* **Given records**:

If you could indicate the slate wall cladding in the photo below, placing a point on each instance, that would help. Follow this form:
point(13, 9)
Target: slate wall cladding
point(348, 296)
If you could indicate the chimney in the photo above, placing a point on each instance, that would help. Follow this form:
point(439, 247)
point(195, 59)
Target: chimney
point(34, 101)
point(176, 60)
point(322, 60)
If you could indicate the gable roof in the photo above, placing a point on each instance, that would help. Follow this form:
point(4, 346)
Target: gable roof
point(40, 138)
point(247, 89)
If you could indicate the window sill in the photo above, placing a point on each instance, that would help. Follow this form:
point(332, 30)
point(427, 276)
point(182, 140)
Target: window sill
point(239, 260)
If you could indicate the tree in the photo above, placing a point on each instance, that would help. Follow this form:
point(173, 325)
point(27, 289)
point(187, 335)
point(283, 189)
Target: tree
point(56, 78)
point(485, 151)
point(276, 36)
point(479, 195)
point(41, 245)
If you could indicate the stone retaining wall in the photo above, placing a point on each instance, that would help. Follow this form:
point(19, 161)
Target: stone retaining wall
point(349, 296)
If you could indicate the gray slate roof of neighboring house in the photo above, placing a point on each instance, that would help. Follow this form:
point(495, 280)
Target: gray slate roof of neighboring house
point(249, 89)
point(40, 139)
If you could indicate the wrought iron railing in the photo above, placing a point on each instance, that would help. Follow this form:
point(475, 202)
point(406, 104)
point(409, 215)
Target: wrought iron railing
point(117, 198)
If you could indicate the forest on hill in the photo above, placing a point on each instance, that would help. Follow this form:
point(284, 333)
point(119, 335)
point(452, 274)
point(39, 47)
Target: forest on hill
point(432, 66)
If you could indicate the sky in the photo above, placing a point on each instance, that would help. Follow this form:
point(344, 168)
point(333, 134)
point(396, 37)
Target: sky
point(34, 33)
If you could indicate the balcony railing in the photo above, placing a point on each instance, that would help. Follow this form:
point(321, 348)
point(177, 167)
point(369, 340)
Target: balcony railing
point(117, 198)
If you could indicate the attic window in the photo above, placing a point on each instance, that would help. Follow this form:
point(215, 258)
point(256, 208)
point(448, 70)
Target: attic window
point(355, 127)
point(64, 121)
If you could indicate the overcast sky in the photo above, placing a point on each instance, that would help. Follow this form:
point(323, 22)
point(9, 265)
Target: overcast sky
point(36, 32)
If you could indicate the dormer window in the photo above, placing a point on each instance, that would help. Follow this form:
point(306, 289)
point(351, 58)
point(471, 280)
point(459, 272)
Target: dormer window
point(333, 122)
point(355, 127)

* **Task details**: Rewrite everything from the line containing "If you could indicate the overcast" down to the last of the rows above, with both ends included and the requests kept. Add -23 to every coordinate in the answers, and leave the numbers in the requests and their format samples unchanged.

* **Exercise solution**:
If you could indicate the overcast sky in the photo above, placing a point on each instance, that would help. Follow this form:
point(323, 22)
point(9, 265)
Target: overcast sky
point(13, 9)
If you could indicate the dormer window in the photo above, placing a point on each instance, that would help. Follow this form:
point(306, 289)
point(351, 58)
point(471, 280)
point(459, 272)
Target: dormer window
point(310, 99)
point(332, 104)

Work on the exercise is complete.